'''

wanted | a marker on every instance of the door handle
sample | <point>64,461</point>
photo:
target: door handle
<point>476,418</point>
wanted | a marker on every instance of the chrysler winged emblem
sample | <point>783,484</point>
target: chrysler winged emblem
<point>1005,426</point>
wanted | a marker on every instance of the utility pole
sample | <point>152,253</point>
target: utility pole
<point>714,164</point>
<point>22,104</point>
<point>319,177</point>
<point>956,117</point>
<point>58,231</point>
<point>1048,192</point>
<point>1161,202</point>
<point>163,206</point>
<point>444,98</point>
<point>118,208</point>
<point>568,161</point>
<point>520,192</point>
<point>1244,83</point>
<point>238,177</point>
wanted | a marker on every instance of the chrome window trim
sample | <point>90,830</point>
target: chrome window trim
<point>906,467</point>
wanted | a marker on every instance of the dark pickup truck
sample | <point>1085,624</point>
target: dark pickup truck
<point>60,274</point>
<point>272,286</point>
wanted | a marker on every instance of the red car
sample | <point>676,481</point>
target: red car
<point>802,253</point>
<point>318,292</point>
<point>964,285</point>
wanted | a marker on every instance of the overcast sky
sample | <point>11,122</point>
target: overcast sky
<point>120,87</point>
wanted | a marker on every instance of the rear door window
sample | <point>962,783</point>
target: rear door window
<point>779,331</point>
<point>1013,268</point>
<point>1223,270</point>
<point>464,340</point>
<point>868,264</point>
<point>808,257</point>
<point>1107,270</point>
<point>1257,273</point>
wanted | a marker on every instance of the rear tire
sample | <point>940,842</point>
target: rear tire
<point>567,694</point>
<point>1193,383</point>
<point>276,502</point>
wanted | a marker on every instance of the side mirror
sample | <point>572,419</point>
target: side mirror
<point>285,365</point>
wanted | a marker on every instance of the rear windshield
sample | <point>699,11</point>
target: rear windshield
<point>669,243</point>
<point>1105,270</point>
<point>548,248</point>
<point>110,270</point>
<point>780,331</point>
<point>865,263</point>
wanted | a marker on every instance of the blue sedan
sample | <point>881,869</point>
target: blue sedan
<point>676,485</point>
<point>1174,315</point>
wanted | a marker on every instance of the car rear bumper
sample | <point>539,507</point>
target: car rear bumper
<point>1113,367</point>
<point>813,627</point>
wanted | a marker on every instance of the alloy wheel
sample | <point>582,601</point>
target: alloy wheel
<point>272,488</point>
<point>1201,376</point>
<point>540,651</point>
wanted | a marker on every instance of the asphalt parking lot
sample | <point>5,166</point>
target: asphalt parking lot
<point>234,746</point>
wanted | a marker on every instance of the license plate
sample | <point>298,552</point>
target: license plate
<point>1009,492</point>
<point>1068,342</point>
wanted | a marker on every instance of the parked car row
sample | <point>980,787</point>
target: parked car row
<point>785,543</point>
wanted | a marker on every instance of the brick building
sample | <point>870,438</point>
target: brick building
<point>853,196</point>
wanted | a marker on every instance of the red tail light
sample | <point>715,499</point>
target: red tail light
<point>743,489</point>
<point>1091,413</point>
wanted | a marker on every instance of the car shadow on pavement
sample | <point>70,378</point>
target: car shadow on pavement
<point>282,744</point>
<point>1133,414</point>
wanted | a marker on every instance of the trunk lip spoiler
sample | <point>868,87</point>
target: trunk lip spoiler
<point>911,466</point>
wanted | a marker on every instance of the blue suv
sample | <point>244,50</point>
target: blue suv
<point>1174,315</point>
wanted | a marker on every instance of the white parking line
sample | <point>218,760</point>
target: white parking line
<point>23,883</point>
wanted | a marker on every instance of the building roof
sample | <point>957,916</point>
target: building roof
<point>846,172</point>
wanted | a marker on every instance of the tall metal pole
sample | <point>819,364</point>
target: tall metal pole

'''

> Exercise aim:
The entire listing is to be repeated exactly.

> Task solution:
wanted | a marker on every instance of the door handle
sample | <point>64,461</point>
photo:
target: door handle
<point>476,418</point>
wanted | a marker on every instance of the chrysler winged emblem
sample | <point>783,484</point>
target: chrysler winged emblem
<point>1005,426</point>
wanted | a marker on every instance of the utility pole
sample | <point>152,253</point>
target: utility pole
<point>714,164</point>
<point>22,104</point>
<point>319,177</point>
<point>956,117</point>
<point>58,231</point>
<point>1048,192</point>
<point>1161,202</point>
<point>163,206</point>
<point>444,98</point>
<point>118,208</point>
<point>568,161</point>
<point>520,192</point>
<point>1244,83</point>
<point>238,177</point>
wanted | a marker on every instance of the chrome window trim
sample | <point>90,830</point>
target: chrome window trim
<point>906,467</point>
wanted | a marker on every instance of the dark pickup truck
sample | <point>1085,624</point>
target: dark pickup truck
<point>60,274</point>
<point>272,286</point>
wanted | a marker on every instance of the red car
sample | <point>676,481</point>
target: red car
<point>802,253</point>
<point>318,292</point>
<point>964,285</point>
wanted | a marker on every instance of the overcast sky
sample | <point>11,122</point>
target: overcast sky
<point>120,87</point>
wanted | a marker on every instance of the rear door window
sample | <point>962,783</point>
target: rear door window
<point>779,331</point>
<point>1013,268</point>
<point>1223,270</point>
<point>464,340</point>
<point>868,264</point>
<point>808,257</point>
<point>1107,270</point>
<point>1257,273</point>
wanted | a marker on every instance of the rear tire
sample | <point>940,842</point>
target: rear tire
<point>567,694</point>
<point>1193,383</point>
<point>276,502</point>
wanted | a marker on every instance of the side mirror
sample | <point>572,419</point>
target: side mirror
<point>285,365</point>
wanted | a marker on every instance of the rear windshield
sample | <point>699,11</point>
target: rear windshield
<point>669,243</point>
<point>1105,270</point>
<point>548,248</point>
<point>110,270</point>
<point>780,331</point>
<point>865,263</point>
wanted | a marker on every instance of the blue sedan
sample | <point>881,869</point>
target: blue sedan
<point>676,485</point>
<point>1174,315</point>
wanted | a marker on every instance of the car rear bumper
sample | <point>539,507</point>
target: car rear bumper
<point>1113,367</point>
<point>813,627</point>
wanted | a marker on every instance of the alloy wheel
sample | <point>582,601</point>
target: alloy wheel
<point>272,488</point>
<point>1201,376</point>
<point>540,651</point>
wanted | a marker on every instance of the asphalt parking lot
sample | <point>5,166</point>
target: asphalt parking lot
<point>234,746</point>
wanted | a marker on every instance of the license plate
sample | <point>298,552</point>
target: license plate
<point>1009,492</point>
<point>1068,342</point>
wanted | a marker on every instance of the parked car row
sample | <point>980,787</point>
target: parked car row
<point>785,543</point>
wanted | a marker on every instance of the brick building
sample | <point>870,438</point>
target: brick building
<point>853,196</point>
wanted | a marker on every instance of the red tail light
sample | <point>715,499</point>
target: red tail light
<point>743,489</point>
<point>1091,413</point>
wanted | a marker on every instance of the car shadow on pavement
sample | <point>70,378</point>
target: car shadow on pavement
<point>282,744</point>
<point>1133,414</point>
wanted | a marker on every instance of the trunk lip spoiler
sample | <point>868,87</point>
target: trunk lip spoiler
<point>911,466</point>
wanted | a marker on every instance of the blue suv
sample | <point>244,50</point>
target: blue suv
<point>1174,315</point>
wanted | a marker on every instance of the white parking line
sample | <point>218,760</point>
target: white parking line
<point>23,883</point>
wanted | a marker on every instance of the building roof
sample | <point>957,916</point>
target: building roof
<point>846,172</point>
wanted | a marker on every instance of the tall metal pole
sample | <point>819,364</point>
target: tall metal pole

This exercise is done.